*Supplied material:*
==========

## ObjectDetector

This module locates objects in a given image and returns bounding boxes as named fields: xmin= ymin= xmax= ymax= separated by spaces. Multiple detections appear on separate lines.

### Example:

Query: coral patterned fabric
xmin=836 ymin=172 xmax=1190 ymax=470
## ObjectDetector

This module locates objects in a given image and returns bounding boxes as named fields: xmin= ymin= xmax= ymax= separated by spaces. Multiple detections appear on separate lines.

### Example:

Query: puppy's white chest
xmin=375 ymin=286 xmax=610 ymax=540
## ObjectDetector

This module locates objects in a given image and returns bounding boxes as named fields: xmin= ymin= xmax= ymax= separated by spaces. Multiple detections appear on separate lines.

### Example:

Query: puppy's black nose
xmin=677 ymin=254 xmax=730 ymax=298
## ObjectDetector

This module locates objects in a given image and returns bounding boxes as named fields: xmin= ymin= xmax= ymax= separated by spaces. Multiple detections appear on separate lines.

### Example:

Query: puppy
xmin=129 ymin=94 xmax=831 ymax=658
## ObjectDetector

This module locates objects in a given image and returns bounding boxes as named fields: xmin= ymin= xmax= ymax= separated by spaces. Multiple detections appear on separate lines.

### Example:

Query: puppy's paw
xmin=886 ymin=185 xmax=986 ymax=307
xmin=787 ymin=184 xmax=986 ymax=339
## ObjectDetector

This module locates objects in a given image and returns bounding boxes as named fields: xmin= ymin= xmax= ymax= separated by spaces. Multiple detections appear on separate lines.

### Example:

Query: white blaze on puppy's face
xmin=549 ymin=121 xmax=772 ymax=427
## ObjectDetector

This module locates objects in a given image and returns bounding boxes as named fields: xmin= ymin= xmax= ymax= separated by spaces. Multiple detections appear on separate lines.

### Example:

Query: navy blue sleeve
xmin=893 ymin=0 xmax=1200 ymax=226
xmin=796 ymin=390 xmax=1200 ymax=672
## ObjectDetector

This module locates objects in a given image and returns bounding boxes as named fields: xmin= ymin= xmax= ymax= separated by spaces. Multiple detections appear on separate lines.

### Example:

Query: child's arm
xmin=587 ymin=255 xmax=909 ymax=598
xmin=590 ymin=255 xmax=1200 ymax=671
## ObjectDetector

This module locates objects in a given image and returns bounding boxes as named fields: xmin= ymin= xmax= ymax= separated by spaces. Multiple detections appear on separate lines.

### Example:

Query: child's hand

==========

*What you will do:*
Once you have read the data, copy all of it out exactly.

*Output of the exercise:*
## ObjectDetector

This module locates objects in a given image and returns bounding boxes as named fields: xmin= ymin= xmax= ymax= separated by spaces. Multiple detections appear on separate lines.

### Example:

Query: coral patterned fabric
xmin=836 ymin=172 xmax=1190 ymax=470
## ObjectDetector

This module locates objects in a given image and returns bounding boxes as named fields: xmin= ymin= xmax= ymax= separated by spaces. Multiple detections appear on separate lines.

### Example:

Query: puppy's white chest
xmin=375 ymin=286 xmax=610 ymax=540
## ObjectDetector

This module locates objects in a given image and returns bounding boxes as named fields: xmin= ymin= xmax= ymax= separated by spaces. Multiple detections appear on separate lines.

### Example:

Query: puppy's black nose
xmin=677 ymin=254 xmax=730 ymax=298
## ObjectDetector

This module locates objects in a given image and returns bounding boxes as named fields: xmin= ymin= xmax= ymax= separated by spaces. Multiple detections appear on separate lines.

### Example:

Query: puppy
xmin=129 ymin=94 xmax=831 ymax=658
## ObjectDetector

This module locates objects in a given image and returns bounding boxes as named fields: xmin= ymin= xmax= ymax= separated by spaces. Multiple detections appear on separate lines.

### Example:

Query: puppy's paw
xmin=886 ymin=185 xmax=986 ymax=307
xmin=787 ymin=184 xmax=986 ymax=339
## ObjectDetector

This module locates objects in a given image and returns bounding boxes as named fields: xmin= ymin= xmax= ymax= separated by spaces. Multiple detections appear on separate lines.

### Example:

Query: white blaze on puppy's face
xmin=549 ymin=121 xmax=772 ymax=427
## ObjectDetector

This module locates objects in a given image and returns bounding boxes as named fields: xmin= ymin= xmax= ymax= separated by spaces. Multiple detections appear on separate lines.

### Example:

Query: navy blue sleeve
xmin=893 ymin=0 xmax=1200 ymax=226
xmin=796 ymin=390 xmax=1200 ymax=672
## ObjectDetector

This module locates objects in a given image and returns bounding boxes as named fields: xmin= ymin= xmax= ymax= separated by spaces. Multiple detections appear on separate lines.

### Example:

Query: child's arm
xmin=587 ymin=255 xmax=909 ymax=598
xmin=590 ymin=255 xmax=1200 ymax=671
## ObjectDetector

This module locates objects in a given image and returns bounding boxes as named fields: xmin= ymin= xmax= ymax= separated by spaces. Multiple detections appear on separate lines.

### Example:

Query: child's hand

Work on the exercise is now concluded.